Directive:
Copy out only the stretch of data from the line containing "Every instance of the white stake" through the line containing "<point>292,140</point>", renaming "green foliage" to "green leaves" and leaving everything else unchanged.

Coordinate annotation records:
<<<<

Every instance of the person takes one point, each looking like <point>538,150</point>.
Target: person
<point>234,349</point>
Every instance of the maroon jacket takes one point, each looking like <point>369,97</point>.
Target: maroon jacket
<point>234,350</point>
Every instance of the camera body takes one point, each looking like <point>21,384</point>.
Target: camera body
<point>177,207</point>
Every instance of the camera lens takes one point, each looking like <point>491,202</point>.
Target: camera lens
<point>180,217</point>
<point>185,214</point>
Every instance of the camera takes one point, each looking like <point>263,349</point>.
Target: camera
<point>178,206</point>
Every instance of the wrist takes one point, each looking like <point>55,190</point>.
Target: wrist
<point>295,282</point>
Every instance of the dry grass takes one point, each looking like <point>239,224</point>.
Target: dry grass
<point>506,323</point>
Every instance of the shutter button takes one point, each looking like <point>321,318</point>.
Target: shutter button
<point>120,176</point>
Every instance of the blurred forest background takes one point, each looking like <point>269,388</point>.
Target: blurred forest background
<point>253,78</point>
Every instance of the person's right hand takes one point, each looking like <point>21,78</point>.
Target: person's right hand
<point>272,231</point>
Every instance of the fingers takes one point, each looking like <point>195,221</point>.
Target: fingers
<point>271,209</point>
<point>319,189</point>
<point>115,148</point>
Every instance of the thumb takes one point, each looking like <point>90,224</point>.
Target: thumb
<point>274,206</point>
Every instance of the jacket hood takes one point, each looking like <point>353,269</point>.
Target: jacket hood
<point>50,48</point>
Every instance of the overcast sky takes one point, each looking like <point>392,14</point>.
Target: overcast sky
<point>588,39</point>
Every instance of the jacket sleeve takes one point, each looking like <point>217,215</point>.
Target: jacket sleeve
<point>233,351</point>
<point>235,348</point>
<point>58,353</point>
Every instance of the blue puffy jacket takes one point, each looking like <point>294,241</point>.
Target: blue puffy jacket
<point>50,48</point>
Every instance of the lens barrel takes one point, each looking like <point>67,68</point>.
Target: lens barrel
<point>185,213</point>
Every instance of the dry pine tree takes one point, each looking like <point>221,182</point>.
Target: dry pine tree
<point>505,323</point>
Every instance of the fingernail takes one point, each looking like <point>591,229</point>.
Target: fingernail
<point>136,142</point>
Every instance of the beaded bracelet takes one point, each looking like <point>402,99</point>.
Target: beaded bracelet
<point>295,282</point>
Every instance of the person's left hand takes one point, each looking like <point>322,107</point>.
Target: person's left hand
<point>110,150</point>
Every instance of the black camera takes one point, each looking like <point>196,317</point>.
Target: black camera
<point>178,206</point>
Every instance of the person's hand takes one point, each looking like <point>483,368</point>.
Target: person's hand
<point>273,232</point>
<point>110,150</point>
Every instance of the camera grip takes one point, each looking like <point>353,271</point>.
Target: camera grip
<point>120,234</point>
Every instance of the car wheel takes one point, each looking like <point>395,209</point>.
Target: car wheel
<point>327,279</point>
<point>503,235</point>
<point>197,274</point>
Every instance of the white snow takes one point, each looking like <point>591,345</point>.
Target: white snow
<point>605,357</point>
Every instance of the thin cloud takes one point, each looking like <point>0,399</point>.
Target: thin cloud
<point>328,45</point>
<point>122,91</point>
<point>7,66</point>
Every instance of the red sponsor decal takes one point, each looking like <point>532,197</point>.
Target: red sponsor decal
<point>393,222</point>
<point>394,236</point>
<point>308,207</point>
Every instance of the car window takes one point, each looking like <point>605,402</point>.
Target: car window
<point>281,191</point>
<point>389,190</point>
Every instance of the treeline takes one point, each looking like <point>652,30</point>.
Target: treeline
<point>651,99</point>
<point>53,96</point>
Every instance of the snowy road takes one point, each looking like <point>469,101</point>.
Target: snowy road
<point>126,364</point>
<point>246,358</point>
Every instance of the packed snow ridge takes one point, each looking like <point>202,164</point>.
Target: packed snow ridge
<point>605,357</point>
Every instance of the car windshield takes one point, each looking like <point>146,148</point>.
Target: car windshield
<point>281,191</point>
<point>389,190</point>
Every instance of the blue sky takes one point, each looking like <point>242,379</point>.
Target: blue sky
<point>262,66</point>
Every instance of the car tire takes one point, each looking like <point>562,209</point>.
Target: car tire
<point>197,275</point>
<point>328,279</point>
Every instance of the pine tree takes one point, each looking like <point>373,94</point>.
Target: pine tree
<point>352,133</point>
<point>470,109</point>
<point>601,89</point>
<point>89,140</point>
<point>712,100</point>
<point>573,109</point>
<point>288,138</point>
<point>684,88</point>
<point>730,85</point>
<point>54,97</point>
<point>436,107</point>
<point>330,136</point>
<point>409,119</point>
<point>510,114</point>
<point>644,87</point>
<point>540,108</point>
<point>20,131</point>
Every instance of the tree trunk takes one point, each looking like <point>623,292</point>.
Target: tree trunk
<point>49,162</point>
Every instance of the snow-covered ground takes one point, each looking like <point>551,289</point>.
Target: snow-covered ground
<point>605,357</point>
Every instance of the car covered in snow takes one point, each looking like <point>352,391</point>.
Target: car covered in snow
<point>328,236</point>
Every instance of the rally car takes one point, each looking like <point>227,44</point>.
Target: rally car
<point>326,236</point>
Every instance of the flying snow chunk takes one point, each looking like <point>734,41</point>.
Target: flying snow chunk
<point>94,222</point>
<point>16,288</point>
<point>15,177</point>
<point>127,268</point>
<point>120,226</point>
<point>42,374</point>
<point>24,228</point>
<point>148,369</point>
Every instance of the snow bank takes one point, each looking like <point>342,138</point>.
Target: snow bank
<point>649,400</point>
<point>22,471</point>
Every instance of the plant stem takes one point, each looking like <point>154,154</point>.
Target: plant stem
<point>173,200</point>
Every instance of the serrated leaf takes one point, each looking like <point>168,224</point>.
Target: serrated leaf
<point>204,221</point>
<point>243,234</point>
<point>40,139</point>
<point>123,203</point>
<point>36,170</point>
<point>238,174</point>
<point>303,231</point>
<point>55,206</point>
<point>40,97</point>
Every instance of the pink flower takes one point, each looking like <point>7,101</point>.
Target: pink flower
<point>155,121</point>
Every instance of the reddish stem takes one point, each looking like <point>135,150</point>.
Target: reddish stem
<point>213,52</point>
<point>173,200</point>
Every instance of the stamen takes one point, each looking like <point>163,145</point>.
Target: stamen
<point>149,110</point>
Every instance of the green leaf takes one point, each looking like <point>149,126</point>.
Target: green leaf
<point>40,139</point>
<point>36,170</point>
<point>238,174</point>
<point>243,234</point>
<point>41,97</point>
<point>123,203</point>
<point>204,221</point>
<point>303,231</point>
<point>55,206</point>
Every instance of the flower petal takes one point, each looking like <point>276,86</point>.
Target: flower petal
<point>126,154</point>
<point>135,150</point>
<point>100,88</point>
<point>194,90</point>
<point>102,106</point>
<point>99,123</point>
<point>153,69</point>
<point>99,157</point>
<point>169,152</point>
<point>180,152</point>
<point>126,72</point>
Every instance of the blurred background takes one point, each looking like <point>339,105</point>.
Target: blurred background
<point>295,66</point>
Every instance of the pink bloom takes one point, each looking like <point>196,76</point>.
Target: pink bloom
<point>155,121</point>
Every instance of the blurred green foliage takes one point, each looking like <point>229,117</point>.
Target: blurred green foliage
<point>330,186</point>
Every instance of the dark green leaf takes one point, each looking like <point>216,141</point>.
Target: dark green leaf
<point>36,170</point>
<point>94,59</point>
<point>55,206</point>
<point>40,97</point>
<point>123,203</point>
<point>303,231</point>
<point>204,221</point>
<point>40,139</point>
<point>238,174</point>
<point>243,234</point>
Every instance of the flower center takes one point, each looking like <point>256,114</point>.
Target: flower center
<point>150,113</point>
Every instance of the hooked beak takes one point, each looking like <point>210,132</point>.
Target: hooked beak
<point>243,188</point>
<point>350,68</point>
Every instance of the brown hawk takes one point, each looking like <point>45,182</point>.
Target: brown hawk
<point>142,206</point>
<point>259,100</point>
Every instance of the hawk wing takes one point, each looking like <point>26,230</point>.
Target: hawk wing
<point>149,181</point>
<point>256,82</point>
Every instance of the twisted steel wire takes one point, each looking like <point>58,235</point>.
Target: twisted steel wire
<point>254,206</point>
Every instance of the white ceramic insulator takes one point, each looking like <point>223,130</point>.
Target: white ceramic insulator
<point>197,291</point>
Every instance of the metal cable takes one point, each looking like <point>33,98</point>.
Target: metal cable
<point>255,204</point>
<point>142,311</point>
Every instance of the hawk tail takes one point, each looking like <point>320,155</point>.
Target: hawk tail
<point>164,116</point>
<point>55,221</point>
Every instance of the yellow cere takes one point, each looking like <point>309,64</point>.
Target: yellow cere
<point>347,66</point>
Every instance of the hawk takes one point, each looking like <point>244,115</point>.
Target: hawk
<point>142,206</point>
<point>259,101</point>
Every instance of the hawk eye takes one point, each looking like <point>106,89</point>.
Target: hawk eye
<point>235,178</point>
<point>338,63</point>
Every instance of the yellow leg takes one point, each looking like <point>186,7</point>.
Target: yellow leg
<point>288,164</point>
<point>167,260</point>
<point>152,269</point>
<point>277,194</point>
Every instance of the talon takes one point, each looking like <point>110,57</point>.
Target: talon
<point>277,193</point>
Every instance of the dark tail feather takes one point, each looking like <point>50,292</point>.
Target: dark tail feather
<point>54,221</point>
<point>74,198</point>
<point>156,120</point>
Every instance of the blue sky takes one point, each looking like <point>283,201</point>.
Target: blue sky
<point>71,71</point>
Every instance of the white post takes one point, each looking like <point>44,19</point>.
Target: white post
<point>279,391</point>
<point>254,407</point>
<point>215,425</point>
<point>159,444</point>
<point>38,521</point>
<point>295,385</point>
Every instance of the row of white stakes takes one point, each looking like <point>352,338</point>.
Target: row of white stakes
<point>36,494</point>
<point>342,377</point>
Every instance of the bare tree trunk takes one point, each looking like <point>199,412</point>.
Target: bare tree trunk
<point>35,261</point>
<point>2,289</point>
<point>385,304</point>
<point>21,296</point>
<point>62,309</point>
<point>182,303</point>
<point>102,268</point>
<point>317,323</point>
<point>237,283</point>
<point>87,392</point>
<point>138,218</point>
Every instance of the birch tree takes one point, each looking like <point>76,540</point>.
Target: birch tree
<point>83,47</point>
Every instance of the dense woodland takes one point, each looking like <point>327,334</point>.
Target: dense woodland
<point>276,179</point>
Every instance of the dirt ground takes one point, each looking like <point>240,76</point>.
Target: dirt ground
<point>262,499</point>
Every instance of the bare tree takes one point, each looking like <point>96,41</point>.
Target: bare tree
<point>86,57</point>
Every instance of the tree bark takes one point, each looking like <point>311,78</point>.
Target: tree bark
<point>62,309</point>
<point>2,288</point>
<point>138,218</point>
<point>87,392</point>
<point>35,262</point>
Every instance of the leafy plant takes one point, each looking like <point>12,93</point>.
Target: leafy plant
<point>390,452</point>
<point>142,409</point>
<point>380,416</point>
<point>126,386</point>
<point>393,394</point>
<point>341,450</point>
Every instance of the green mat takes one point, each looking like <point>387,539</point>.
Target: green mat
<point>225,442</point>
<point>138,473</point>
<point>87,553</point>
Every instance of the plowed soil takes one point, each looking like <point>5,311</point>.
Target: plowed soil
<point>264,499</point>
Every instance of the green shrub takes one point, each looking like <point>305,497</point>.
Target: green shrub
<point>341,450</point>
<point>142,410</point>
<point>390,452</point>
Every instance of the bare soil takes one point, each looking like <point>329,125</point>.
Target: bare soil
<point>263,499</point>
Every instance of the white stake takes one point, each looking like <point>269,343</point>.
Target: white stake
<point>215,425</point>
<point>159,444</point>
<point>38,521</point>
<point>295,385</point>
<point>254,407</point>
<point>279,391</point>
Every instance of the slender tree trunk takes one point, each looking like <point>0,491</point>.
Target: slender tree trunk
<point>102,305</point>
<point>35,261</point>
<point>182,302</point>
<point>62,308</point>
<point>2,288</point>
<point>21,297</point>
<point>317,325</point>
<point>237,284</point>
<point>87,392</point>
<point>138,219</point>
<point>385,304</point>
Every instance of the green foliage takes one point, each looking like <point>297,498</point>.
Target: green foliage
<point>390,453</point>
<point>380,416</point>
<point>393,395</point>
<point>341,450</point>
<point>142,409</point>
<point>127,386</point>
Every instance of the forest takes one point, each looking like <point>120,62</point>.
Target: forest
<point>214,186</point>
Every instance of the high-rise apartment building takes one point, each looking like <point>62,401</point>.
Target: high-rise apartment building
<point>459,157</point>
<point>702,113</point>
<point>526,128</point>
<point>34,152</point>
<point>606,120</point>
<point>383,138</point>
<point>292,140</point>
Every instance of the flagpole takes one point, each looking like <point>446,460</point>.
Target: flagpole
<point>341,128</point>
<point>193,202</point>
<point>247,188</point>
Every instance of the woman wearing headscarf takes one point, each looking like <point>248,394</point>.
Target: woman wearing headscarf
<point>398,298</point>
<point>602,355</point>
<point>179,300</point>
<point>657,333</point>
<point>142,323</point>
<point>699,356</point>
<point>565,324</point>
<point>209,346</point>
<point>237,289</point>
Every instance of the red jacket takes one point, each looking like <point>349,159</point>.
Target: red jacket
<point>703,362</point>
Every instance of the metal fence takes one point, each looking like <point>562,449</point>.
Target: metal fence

>>>>

Exercise output:
Every instance of the white stake takes one point, each looking like <point>269,343</point>.
Target: white stake
<point>215,425</point>
<point>159,444</point>
<point>38,521</point>
<point>295,385</point>
<point>254,407</point>
<point>279,391</point>
Every instance of the slender tree trunk takes one point, each looking like <point>0,491</point>.
Target: slender tree trunk
<point>102,305</point>
<point>35,261</point>
<point>182,302</point>
<point>62,308</point>
<point>2,288</point>
<point>21,297</point>
<point>317,325</point>
<point>237,284</point>
<point>87,392</point>
<point>138,219</point>
<point>385,304</point>
Every instance of the green leaves takes one point, each looking like <point>297,498</point>.
Target: green leaves
<point>390,453</point>
<point>380,416</point>
<point>393,395</point>
<point>341,450</point>
<point>142,409</point>
<point>127,386</point>
Every instance of the forest takes one point, each looking like <point>120,62</point>.
Target: forest
<point>214,186</point>
Every instance of the high-rise apartment building takes one point, each looking like <point>62,401</point>.
Target: high-rise apartment building
<point>459,157</point>
<point>702,113</point>
<point>526,128</point>
<point>34,152</point>
<point>606,120</point>
<point>383,138</point>
<point>292,140</point>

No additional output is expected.